WORK INSTRUCTION 1:
Reproduce a passage from the naval battle account below. Begin at the words "The German ships" and stop after the words "was rather trying.".
WORK INSTRUCTION 2:
Decide whether each statement below agrees with the naval battle account that follows. Answer yes or no for each and quote the words of the account that decide it.
(a) The Arethusa fired two torpedoes at the Blücher.
(b) The ship reached Rosyth on Sunday night.
(c) The crew brought 123 of the Germans aboard the ship.
WORK INSTRUCTION 3:
Take the naval battle account below further, starting after its final sentence.
SOURCE PASSAGE section start
The German ships appeared to be on fire more than once, and at last there was no doubt about one of them -- the Blücher. It was then that our turn came, and as her fire slackened we quickly came up with her and started with our bow six-inch with lyddite. This is a terribly destructive shell, and when our big ships were firing, their shells on exploding caused clouds of yellow smoke. Our starboard battery of four-inch also came into play, but unfortunately all this time I had to stand idly by with a shell in my arms, as none of the guns on our side got a chance; this was rather trying.

The Blücher was now out of action, and the Arethusa gave the coup de grâce by slipping in two torpedoes at her just as we slewed around. These caused frightful havoc, one bursting in the engine-room and the other just below the fore turret, and rapidly caused her to capsize. She was before this a battered wreck on deck, practically all her gun crews were killed, and her officers drove the men from the stoke-hole at their sword points to reman the guns. This was told us by the German prisoners aboard, and one or two of them have wounds which they said had been caused by their own officers' swords . . .

The Blücher, which had capsized, was lying awash, with her side just out of the water and men standing on it, while all around there seemed hundreds swimming and drifting in cork jackets toward us. We were very close; in fact, it seemed dangerously so. I shall never forget the sight, nor what followed later. I think it was more affecting than anything Anyway, we started to drag them in up the ship's side, and in this way and by the boats we got 123 on board, while the destroyers also saved a lot. Some were badly burned. We got six officers in the above.

Shortly after we got our boats a terrible sight came along, which was a lot of Germans being swept along in the water and who had evidently drifted off in another direction when we picked the others up. In this case they were sweeping by the ship, and we could only save one or two --several drowned before our eyes, although having life-belts on. Then the destroyers came up and picked up a lot. By this time our battle cruisers had disappeared after the Germans, and we turned about and started to go for all we were worth back to the Lion, the Indomitable having already gone back. There was, of course, great danger to her from submarines, and it was a very anxious time from Sunday night until we got to Rosyth about 4 a.m. on Tuesday.
SOURCE PASSAGE section end
EXERCISE DATA section start
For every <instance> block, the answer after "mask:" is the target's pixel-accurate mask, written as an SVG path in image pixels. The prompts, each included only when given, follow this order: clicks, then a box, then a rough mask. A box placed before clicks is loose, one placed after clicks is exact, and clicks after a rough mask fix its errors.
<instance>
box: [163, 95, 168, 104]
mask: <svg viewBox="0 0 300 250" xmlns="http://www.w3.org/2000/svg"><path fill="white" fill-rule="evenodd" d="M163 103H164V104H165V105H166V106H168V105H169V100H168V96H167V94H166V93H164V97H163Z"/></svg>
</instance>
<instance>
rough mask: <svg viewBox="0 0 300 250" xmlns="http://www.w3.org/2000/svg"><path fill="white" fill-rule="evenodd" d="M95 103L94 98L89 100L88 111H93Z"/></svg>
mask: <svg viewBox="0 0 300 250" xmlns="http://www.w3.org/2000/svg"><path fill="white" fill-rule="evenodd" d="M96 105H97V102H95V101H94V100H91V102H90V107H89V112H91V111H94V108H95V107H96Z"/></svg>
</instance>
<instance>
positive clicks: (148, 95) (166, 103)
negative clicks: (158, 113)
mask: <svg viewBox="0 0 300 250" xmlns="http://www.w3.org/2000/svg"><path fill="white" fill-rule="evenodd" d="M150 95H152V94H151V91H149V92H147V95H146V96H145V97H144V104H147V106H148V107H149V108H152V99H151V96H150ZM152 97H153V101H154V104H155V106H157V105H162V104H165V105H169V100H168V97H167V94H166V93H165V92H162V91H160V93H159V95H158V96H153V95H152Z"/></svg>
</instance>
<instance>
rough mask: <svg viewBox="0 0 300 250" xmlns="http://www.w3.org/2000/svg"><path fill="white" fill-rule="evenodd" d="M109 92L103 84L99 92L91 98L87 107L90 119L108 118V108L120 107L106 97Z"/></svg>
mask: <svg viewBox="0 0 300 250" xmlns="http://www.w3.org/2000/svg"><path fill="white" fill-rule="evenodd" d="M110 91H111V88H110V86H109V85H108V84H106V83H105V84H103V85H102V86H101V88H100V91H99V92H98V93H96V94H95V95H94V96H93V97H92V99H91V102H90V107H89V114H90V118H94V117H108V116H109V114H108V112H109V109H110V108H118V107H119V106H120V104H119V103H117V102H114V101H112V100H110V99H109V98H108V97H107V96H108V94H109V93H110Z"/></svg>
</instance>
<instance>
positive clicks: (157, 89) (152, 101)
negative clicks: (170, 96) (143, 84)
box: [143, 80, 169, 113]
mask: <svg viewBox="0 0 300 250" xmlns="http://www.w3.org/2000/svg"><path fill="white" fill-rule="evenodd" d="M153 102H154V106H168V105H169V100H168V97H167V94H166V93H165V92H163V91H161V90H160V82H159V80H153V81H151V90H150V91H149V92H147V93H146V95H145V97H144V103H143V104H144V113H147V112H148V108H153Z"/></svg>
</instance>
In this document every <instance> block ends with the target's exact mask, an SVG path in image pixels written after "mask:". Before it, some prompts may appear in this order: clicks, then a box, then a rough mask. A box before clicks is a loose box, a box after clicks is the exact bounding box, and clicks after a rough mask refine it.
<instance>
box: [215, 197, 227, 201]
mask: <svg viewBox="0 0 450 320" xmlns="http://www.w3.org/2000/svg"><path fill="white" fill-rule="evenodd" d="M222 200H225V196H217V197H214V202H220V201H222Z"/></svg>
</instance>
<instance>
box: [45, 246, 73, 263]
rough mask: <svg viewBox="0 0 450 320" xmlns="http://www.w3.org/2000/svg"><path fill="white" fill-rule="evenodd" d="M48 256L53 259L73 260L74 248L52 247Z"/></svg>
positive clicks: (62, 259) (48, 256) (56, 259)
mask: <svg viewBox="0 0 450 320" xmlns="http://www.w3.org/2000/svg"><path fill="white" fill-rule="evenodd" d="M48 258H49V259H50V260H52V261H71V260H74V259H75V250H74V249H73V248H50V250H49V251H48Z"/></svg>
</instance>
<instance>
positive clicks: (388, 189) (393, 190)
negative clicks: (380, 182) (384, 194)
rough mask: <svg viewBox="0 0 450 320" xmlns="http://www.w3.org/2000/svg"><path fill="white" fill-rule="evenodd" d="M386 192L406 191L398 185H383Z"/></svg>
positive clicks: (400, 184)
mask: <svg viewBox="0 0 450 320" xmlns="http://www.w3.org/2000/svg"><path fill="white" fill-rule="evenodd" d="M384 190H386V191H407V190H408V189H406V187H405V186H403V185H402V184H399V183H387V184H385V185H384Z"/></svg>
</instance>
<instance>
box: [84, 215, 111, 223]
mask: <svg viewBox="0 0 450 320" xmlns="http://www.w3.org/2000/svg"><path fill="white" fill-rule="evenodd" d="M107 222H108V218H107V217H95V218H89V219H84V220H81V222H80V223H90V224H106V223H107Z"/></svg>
EXERCISE DATA section end
TASK RESPONSE 1:
The German ships appeared to be on fire more than once, and at last there was no doubt about one of them -- the Blücher. It was then that our turn came, and as her fire slackened we quickly came up with her and started with our bow six-inch with lyddite. This is a terribly destructive shell, and when our big ships were firing, their shells on exploding caused clouds of yellow smoke. Our starboard battery of four-inch also came into play, but unfortunately all this time I had to stand idly by with a shell in my arms, as none of the guns on our side got a chance; this was rather trying.

TASK RESPONSE 2:
(a) Yes: "the Arethusa gave the coup de grâce by slipping in two torpedoes at her"
(b) No: "until we got to Rosyth about 4 a.m. on Tuesday"
(c) Yes: "we got 123 on board"

TASK RESPONSE 3:
We had a beastly night on Saturday; you could not see a thing except at intervals and you had to look out as best you could. Our next ahead's stern light went out and it was an awful job to keep touch with the flotilla. We joined up with the flotilla at 6.50 and at 7 a.m. we sighted some craft in the demi-light on our starboard bow. As the light got better we made out the enemy battle cruisers making our way, and none of us felt very happy as we appeared to be up against a strong force of battle and light cruisers and torpedo craft. I was wet through, having come up quickly without an oil-skin, which I won't do again even though I am a bit late on the forecastle; also suffering a bit from seasickness. I suppose at a pinch one can fight well even though it's on an empty stomach and no sleep and wet through, but I am blowed if you can if you are feeling seasick.

A bit later we made out some heavy ships on our port side (we were steaming north). These might have been Germans for all we knew in the Sandfly. The German ships came on for a bit as we were screening the big ships, being between them and the enemy, but as soon as they caught sight of the Lion and that lot they altered course 16 points and made off towards the Fatherland as quick as they could. We could not get at their flotilla, so we had to form astern of our battle cruisers and leave it to them. After this we were only spectators of the fight.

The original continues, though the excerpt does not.